Write these lines out again, substituting "concrete sidewalk" for every "asphalt pavement" and keeping everything else the same. Omit the pictures.

--- BEGIN EXTRACTED ENTRIES ---

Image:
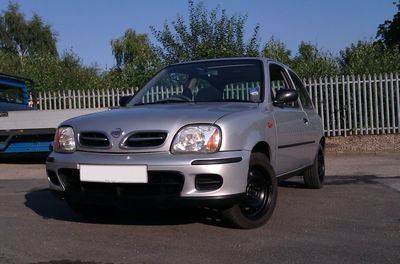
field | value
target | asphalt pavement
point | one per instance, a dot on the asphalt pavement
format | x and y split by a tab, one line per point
355	218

--- END EXTRACTED ENTRIES ---

● FULL OUTPUT
Image:
field | value
target | concrete sidewalk
point | one per instance, a dot on the concrete sidewalk
format | x and y split by a tab, one line per point
355	218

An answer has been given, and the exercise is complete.